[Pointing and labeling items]
|---|

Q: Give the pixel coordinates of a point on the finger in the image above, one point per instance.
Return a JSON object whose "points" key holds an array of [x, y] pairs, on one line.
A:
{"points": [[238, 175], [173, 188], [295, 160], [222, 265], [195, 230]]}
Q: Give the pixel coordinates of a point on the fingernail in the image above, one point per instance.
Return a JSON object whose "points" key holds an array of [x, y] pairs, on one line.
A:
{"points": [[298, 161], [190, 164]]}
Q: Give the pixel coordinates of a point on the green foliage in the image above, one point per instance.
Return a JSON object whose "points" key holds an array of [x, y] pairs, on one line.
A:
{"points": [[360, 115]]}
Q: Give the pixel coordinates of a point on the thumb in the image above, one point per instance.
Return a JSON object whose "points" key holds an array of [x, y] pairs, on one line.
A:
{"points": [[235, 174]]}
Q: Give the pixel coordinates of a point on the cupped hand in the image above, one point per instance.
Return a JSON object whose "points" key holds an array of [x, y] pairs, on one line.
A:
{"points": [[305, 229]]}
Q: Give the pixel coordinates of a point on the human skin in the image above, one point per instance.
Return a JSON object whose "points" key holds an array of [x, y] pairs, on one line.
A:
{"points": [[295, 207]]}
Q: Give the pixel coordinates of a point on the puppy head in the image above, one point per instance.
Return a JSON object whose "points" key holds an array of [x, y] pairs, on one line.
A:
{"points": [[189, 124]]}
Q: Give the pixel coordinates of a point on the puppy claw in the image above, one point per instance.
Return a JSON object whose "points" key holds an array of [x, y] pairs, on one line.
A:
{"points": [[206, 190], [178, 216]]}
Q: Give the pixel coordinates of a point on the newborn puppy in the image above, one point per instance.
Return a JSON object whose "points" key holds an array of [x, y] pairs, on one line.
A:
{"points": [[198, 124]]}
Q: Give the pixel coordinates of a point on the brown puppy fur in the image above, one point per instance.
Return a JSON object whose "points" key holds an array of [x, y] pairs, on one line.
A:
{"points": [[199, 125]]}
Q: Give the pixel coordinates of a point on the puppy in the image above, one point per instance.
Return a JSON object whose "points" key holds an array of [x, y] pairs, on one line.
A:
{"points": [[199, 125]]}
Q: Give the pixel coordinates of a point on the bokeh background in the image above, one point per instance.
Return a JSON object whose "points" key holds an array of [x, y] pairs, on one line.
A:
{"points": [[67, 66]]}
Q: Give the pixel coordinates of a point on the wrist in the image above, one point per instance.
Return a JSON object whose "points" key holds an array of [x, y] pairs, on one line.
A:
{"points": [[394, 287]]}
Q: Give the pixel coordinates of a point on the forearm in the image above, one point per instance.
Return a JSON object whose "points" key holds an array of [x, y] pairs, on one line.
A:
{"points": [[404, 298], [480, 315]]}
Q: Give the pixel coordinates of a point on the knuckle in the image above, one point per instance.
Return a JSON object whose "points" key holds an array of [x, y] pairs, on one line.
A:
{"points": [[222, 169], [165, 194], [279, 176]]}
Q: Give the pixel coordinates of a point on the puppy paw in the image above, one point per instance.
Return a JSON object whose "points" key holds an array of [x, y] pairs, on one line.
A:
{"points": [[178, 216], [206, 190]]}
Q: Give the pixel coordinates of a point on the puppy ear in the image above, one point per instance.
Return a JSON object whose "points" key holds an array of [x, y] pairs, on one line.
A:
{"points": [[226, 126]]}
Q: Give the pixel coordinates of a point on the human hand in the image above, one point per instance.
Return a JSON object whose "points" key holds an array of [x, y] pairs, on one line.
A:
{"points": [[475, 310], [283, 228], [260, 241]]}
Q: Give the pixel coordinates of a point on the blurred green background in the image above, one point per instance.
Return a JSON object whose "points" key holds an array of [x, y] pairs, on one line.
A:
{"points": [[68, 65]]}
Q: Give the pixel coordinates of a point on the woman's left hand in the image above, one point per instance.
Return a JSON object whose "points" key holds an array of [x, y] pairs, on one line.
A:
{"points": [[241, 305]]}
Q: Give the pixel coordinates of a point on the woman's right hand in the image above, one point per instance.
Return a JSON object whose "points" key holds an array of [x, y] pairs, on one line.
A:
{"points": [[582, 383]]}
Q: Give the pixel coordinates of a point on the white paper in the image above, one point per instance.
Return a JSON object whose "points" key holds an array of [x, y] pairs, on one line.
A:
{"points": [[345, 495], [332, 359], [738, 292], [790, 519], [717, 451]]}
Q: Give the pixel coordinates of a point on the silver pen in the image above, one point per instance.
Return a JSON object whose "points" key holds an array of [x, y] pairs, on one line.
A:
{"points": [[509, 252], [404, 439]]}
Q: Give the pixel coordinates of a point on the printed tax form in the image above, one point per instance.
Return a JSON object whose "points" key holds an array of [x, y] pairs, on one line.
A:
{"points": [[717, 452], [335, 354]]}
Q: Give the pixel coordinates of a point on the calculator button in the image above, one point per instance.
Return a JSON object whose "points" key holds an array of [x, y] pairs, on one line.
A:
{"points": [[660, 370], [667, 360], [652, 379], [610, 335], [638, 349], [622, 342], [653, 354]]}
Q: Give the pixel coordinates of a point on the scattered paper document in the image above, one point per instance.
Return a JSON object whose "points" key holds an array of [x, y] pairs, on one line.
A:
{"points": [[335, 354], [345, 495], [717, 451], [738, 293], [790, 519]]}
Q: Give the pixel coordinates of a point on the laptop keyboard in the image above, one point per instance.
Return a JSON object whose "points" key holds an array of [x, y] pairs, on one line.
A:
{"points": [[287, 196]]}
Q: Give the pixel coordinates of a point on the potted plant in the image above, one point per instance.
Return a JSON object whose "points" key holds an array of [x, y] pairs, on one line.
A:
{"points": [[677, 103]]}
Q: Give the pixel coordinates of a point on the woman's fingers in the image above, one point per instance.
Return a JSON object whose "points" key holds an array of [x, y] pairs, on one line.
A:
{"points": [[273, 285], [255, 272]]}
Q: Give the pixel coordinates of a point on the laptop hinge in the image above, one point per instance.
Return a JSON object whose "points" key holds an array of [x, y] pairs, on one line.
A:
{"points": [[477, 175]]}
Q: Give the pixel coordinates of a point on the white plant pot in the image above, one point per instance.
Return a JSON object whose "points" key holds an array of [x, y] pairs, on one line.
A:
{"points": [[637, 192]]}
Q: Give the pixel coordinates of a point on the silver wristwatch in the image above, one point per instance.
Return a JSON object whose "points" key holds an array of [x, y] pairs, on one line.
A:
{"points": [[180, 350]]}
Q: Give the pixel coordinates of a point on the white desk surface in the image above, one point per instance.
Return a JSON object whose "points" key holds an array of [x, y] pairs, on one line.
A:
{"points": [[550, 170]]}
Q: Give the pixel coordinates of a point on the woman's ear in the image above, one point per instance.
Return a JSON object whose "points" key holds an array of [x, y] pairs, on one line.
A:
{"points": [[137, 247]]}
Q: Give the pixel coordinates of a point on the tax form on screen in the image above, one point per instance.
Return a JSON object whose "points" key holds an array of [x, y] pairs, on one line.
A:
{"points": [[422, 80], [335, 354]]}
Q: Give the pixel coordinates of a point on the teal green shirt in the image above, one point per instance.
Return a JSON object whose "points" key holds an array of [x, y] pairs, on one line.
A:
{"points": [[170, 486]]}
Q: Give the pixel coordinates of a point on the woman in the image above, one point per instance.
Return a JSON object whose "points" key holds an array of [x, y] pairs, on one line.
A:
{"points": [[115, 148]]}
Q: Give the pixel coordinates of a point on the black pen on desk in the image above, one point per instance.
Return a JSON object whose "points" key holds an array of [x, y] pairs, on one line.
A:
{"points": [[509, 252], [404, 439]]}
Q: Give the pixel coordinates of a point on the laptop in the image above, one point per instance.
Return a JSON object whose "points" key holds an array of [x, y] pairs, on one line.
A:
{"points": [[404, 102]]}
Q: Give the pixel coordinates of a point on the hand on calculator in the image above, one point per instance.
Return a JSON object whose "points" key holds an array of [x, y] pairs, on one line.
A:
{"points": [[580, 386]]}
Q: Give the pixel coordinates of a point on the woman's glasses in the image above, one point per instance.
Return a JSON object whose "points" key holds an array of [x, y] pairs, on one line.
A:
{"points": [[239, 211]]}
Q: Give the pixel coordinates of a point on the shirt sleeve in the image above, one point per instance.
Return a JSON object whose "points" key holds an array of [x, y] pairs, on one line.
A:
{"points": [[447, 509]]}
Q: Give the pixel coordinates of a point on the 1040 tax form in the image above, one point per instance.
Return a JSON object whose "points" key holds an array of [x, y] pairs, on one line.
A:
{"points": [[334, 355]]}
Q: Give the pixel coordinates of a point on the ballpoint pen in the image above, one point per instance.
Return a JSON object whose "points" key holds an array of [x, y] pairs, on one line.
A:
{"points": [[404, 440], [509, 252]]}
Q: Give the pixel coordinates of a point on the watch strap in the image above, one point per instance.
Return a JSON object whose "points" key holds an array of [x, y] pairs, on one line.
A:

|---|

▸ GOAL:
Print out the lines from the one containing "Q: Give the pixel coordinates of a point on the ballpoint" through the end of the items, both ends included, with no changes.

▸ OUTPUT OF THE EXERCISE:
Q: Give the pixel coordinates of a point on the ballpoint pen in the image above, one point per instance.
Return a JSON object whose "points" key holds an array of [x, y] pairs, on one line.
A:
{"points": [[404, 440], [509, 252]]}
Q: Give the pixel coordinates of a point on the watch strap in the image above, one point per instance.
Return a JSON object whose "points" key holds an array of [x, y] pairs, on one line.
A:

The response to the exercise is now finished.